Exercise description
Locate every line in the data below that contains the string "lips", and copy each one out. Case counts.

Collection entries:
──────

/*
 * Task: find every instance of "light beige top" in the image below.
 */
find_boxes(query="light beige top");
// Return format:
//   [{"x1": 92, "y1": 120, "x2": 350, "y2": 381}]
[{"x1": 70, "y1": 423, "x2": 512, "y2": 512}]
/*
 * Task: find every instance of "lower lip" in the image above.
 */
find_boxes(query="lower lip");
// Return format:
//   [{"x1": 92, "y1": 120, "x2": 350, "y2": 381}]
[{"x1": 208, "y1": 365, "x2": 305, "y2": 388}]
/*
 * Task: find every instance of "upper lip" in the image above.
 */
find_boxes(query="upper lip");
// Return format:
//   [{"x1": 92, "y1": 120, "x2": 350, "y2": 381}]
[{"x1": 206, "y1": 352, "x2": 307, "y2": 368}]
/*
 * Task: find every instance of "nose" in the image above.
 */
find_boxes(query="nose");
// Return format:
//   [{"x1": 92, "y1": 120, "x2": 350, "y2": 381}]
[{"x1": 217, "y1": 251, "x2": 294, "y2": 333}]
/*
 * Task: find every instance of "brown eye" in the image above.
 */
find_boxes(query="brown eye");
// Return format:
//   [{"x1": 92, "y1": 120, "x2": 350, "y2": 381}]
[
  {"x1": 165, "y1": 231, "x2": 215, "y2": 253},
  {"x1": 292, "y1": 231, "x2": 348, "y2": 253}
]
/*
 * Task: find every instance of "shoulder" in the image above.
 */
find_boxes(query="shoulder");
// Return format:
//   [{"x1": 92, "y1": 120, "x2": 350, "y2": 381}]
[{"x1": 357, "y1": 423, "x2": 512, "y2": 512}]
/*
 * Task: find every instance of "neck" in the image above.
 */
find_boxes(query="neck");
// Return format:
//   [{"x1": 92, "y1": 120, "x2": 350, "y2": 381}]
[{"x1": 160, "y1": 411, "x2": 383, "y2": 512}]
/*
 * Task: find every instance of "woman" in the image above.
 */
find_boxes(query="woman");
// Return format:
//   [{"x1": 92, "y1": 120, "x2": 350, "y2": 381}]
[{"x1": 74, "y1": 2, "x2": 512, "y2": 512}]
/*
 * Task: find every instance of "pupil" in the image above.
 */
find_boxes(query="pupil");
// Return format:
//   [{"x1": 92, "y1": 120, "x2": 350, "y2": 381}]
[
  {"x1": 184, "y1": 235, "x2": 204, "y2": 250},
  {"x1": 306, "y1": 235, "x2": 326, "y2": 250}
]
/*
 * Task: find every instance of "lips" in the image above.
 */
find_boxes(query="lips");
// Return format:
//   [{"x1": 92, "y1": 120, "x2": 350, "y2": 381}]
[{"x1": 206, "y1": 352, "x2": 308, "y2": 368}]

──────

Reply
 * Task: find every instance of "lips" in the image above.
find_boxes(query="lips");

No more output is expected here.